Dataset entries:
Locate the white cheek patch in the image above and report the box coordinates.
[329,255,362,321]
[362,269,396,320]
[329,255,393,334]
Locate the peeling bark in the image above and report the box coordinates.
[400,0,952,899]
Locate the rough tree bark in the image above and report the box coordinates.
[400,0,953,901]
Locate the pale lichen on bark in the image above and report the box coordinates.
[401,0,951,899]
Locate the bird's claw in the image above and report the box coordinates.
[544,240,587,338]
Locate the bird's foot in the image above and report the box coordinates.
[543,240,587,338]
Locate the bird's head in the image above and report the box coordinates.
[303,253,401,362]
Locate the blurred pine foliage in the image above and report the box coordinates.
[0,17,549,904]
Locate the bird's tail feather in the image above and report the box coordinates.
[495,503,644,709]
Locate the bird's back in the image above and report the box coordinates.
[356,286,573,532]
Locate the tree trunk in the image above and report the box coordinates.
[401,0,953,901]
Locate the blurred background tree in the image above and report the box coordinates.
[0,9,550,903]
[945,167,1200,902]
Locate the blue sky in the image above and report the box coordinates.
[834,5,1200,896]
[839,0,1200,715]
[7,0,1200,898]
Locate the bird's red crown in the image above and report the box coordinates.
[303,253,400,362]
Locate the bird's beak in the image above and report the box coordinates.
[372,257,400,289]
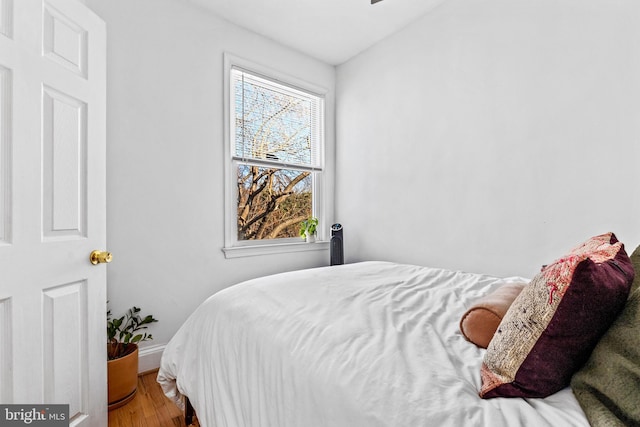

-- Your task --
Leave out the pictures; repeat the data exactly.

-- Written response --
Locate the white cheek patch in the image above and report the box coordinates.
[329,255,362,321]
[362,269,396,320]
[329,255,393,334]
Locate the peeling bark in the image above and report the box coordinates.
[400,0,952,899]
Locate the rough tree bark in the image above and report the box coordinates.
[400,0,953,901]
Locate the pale lichen on bark in the image above and report the box coordinates.
[401,0,951,899]
Locate the bird's claw in the image above and report the box coordinates.
[544,240,587,338]
Locate the bird's foot in the image above and report the box coordinates.
[543,240,587,338]
Locate the bird's head in the image above and report the box coordinates.
[303,253,401,362]
Locate the blurred pine foliage in the image above and report the box coordinates.
[0,17,549,904]
Locate the bird's tail feather in the image above and report the box coordinates.
[495,503,644,709]
Locate the bird's back in the image above and report the box coordinates.
[356,286,573,532]
Locate the tree trunk in the image above and report the box coordinates.
[401,0,953,901]
Locate the blurred background tree in the image above and report the box coordinates.
[0,9,550,903]
[945,167,1200,902]
Locate the blue sky in the image above and report the box coordinates.
[834,5,1200,896]
[839,0,1200,715]
[7,0,1200,898]
Locate the bird's red crown in the image above and report the box coordinates.
[303,253,400,362]
Locate the bird's beak in the image above and report the box coordinates.
[372,257,400,289]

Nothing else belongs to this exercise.